§ Task
Each entry below should be restated word for word, without any picture it contains.

Data to process below:

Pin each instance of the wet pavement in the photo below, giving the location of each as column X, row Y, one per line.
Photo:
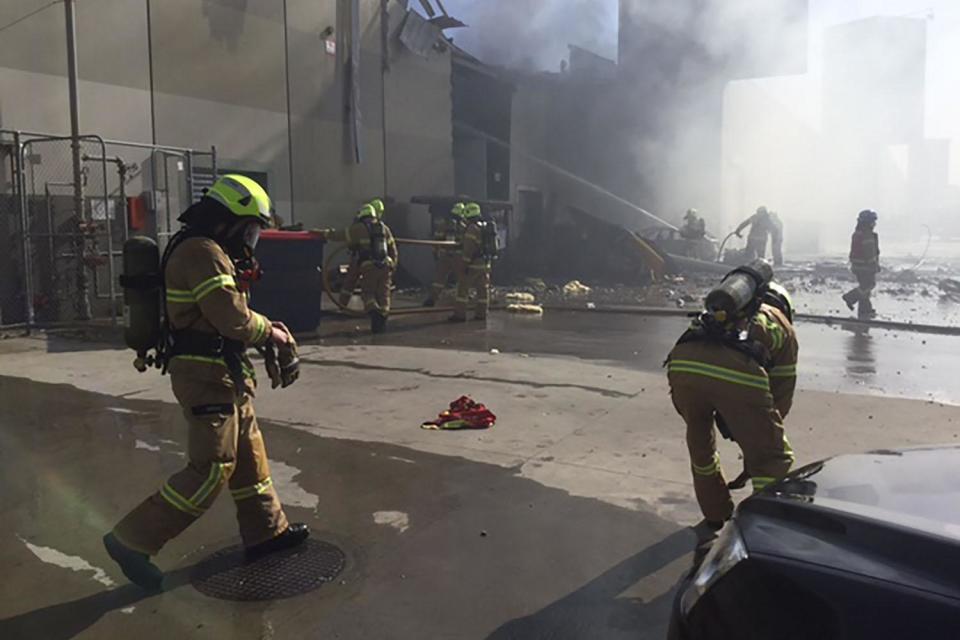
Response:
column 563, row 521
column 436, row 546
column 844, row 357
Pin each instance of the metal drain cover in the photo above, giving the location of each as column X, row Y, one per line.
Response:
column 228, row 576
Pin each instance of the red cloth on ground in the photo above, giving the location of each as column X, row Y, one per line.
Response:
column 464, row 413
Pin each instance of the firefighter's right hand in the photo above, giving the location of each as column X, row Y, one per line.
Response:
column 270, row 361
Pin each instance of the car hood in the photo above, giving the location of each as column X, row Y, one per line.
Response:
column 913, row 488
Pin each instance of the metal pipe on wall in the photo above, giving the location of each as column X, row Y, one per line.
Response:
column 83, row 286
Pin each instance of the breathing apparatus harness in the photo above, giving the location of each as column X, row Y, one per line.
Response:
column 738, row 296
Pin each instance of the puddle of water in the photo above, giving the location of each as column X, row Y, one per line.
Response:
column 396, row 519
column 140, row 444
column 291, row 493
column 74, row 563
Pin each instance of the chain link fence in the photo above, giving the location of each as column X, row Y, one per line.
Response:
column 61, row 247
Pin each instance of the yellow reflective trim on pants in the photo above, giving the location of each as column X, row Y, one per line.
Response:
column 253, row 490
column 179, row 295
column 212, row 284
column 708, row 470
column 761, row 482
column 784, row 371
column 213, row 479
column 178, row 502
column 204, row 359
column 719, row 373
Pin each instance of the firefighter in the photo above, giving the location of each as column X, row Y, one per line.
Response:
column 449, row 228
column 373, row 261
column 736, row 366
column 864, row 263
column 760, row 228
column 208, row 328
column 474, row 271
column 694, row 227
column 776, row 238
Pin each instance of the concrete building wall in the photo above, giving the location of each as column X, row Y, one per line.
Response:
column 220, row 70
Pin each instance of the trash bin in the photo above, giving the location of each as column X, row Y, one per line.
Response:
column 290, row 288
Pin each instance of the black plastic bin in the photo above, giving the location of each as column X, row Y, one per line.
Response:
column 291, row 287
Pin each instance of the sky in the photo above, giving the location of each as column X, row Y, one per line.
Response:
column 535, row 33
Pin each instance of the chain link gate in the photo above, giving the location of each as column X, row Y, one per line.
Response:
column 63, row 261
column 68, row 248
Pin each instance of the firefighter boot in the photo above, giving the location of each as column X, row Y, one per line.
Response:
column 135, row 565
column 293, row 535
column 851, row 298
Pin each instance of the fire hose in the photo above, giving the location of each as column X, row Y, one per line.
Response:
column 328, row 288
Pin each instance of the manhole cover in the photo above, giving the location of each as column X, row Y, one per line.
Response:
column 226, row 574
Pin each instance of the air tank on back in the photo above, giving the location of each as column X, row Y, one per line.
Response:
column 738, row 289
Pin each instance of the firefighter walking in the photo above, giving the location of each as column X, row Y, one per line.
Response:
column 449, row 228
column 373, row 261
column 761, row 226
column 209, row 327
column 736, row 365
column 864, row 263
column 474, row 273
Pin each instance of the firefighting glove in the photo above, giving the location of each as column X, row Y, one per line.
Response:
column 271, row 360
column 289, row 363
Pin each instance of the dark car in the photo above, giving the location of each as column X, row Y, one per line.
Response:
column 858, row 546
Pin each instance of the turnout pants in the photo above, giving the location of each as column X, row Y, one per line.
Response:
column 350, row 281
column 375, row 287
column 473, row 277
column 866, row 282
column 446, row 265
column 756, row 246
column 224, row 448
column 708, row 378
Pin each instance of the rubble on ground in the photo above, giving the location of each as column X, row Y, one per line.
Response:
column 515, row 307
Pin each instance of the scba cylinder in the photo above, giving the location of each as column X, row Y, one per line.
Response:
column 141, row 294
column 739, row 289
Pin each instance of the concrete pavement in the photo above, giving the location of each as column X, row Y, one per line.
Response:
column 582, row 488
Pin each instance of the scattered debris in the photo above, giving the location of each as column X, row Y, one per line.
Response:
column 536, row 283
column 520, row 297
column 525, row 308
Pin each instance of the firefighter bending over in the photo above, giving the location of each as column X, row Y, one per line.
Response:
column 479, row 249
column 206, row 331
column 450, row 228
column 373, row 261
column 736, row 365
column 761, row 226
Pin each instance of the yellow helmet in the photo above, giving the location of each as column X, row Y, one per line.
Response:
column 242, row 197
column 378, row 206
column 367, row 211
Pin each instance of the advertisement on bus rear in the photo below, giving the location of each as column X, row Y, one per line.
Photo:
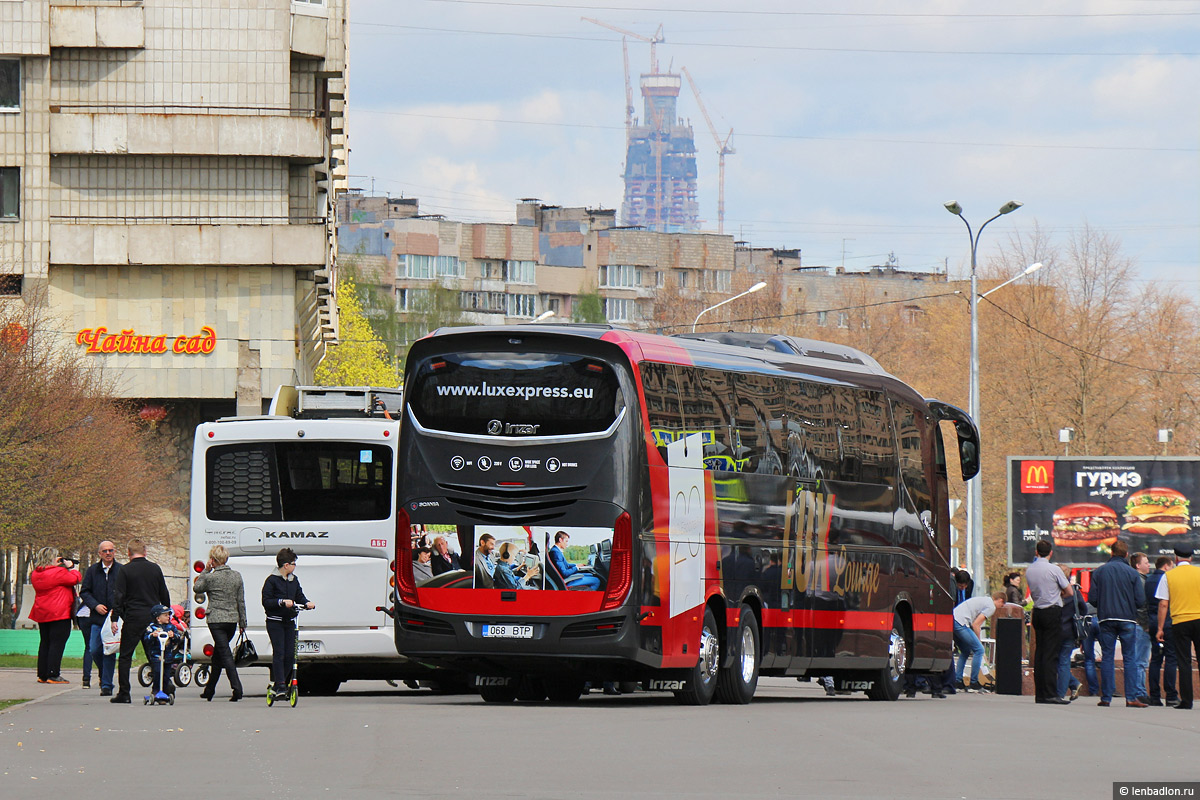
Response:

End of Data to process.

§ Solution
Pin each instance of the wet pavement in the photo below, giving the location of each as column X, row Y, one per line.
Photo:
Response:
column 563, row 521
column 436, row 546
column 844, row 357
Pin each instance of the metal drain cover in the photo above, giving the location of each as column X, row Y, one per line.
Response:
column 228, row 576
Pin each instance of the red cloth on ground in the photo above, giving the location of each as column X, row Y, one per line.
Response:
column 464, row 413
Pin each instance of the firefighter's right hand in the photo above, giving the location of each as column X, row Y, one per line.
Response:
column 270, row 361
Pin each instance of the car hood in the photo above, giving the location of each as column X, row Y, one per line.
Response:
column 913, row 488
Pin each instance of the metal pipe on wall in the photo above, giving the location of each as column X, row Y, one per line.
Response:
column 83, row 286
Pin each instance of the breathing apparatus harness in the photo above, giving the location of each as column X, row Y, one per line.
Response:
column 738, row 296
Pin each instance of the puddle of water in the photo above, giving the location of each as column X, row Y, one per line.
Response:
column 396, row 519
column 140, row 444
column 291, row 493
column 74, row 563
Pin each instance of the chain link fence in the photo above, giving the location of each as column X, row Y, one per line.
Response:
column 61, row 247
Pin each instance of the yellow reflective trim on pants in the photo above, giving the location of each as column X, row Y, one per line.
Response:
column 253, row 490
column 179, row 295
column 212, row 284
column 708, row 470
column 761, row 482
column 784, row 371
column 213, row 479
column 178, row 502
column 204, row 359
column 719, row 373
Pin each instance of the firefighter in the photo above, giving the location of each as column X, row Y, one per line.
Response:
column 449, row 228
column 373, row 261
column 736, row 366
column 864, row 263
column 760, row 228
column 208, row 328
column 474, row 271
column 694, row 227
column 776, row 238
Pin each instance of the concrete building wall in the photo above, giving the location of each as column X, row Y, one per line.
Response:
column 220, row 70
Pin each instance of the trash bin in the photo above, giving the location of each as column X, row Y, one per line.
Response:
column 290, row 288
Pin each instance of the black plastic bin in the photo above, giving the location of each as column X, row Y, one per line.
Response:
column 291, row 287
Pin each instance of the sky in the photo above, giving the location of each as column X, row Y, one per line.
Response:
column 535, row 33
Pin each instance of the chain link gate in the photo above, giving the location of each as column X, row Y, one per line.
Response:
column 63, row 261
column 68, row 248
Pin each instance of the firefighter boot in the photo above, giving the location of each as column X, row Y, one per line.
Response:
column 135, row 565
column 293, row 535
column 851, row 298
Pin each instance of the fire hose in the photo above, giving the location of each as column X, row Y, one per line.
Response:
column 328, row 288
Pin each instance of the manhole cover in the photo above, giving the location of each as column X, row Y, one per line.
Response:
column 226, row 574
Pin each instance of the air tank on back in the photo above, giving the location of each as column X, row Y, one per line.
Response:
column 738, row 289
Pin each instance of the firefighter walking in the photo above, giving the location of each as column X, row Y, one per line.
Response:
column 449, row 228
column 373, row 261
column 761, row 226
column 209, row 327
column 736, row 365
column 864, row 263
column 474, row 273
Pin each instance of the firefighting glove in the photo above, giving the location of each as column X, row Y, one per line.
Response:
column 271, row 360
column 289, row 363
Pin each instance of the dark car in the photo above, giving the location of each as column X, row Y, one per line.
Response:
column 858, row 546
Pin each instance of the turnout pants in the photo above, giving the location of each as column X, row Y, one per line.
Response:
column 350, row 281
column 375, row 287
column 473, row 277
column 866, row 282
column 446, row 265
column 756, row 246
column 224, row 448
column 708, row 378
Pin each instance of the rubble on ground in the photo above, giving the location of each as column X, row Y, one per line.
Response:
column 515, row 307
Pin each instance of the scba cylinder in the photo above, giving the location of each as column X, row Y, one per line.
Response:
column 141, row 294
column 739, row 289
Pin each instance of the concrete pavement in the photo above, giving the location of each as column X, row Y, one per line.
Response:
column 582, row 488
Pin each instance of the scattered debris in the photo above, giving the location of each as column X, row Y, one per line.
Response:
column 536, row 283
column 520, row 297
column 525, row 308
Pin each instance of the firefighter bending over in the photo above, giving the location of each as column X, row Y, one per line.
Response:
column 479, row 249
column 206, row 331
column 450, row 228
column 373, row 261
column 736, row 365
column 761, row 226
Pin each instance of the yellow helmet in the photo above, giving the location of each as column X, row Y, one per line.
Response:
column 242, row 197
column 378, row 206
column 367, row 211
Pin each instance of the advertisement on bus rear in the photo below, giving the location of each as column X, row Y, one per line.
Photo:
Response:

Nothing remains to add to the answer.